Given data.
* Begin *

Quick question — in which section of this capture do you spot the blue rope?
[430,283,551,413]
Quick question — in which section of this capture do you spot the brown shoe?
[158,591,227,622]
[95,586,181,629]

* End *

Write out every line of the records above again, keeping the requests, and raise each bounding-box coordinate by 60.

Solution for this problem.
Quick question — in which section of this capture do you spot the blue rope?
[490,343,611,473]
Quick question — in which section of this capture do you spot the brown shoe?
[218,651,287,682]
[155,646,241,689]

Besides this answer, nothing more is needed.